▶ [Material provided]:
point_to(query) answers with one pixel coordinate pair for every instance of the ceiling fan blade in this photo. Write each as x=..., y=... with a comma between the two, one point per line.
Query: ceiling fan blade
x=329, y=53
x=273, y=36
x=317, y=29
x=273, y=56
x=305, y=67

▶ [Goal]:
Output the listing above word for word.

▶ [Answer in full]:
point_to(query) answers with one pixel coordinate pair for every instance of the ceiling fan blade in this photo. Write each as x=..., y=... with a comma between the two, one point per line.
Query: ceiling fan blade
x=329, y=53
x=273, y=36
x=317, y=29
x=273, y=56
x=305, y=67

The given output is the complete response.